Exercise details
Please copy every one of the rows below word for word, keeping each line as it stands.

Material shown
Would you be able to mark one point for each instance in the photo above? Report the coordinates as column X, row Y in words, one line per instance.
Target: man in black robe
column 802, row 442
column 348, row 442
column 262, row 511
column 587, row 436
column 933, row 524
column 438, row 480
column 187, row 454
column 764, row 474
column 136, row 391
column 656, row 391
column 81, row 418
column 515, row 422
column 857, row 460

Expected answer
Would you be able to mark one point for each instance in the photo above? Report the coordinates as column X, row Y in words, one line per instance.
Target: man in black robe
column 802, row 442
column 348, row 442
column 262, row 511
column 587, row 436
column 933, row 524
column 438, row 480
column 187, row 454
column 764, row 474
column 136, row 391
column 656, row 391
column 81, row 418
column 515, row 422
column 857, row 460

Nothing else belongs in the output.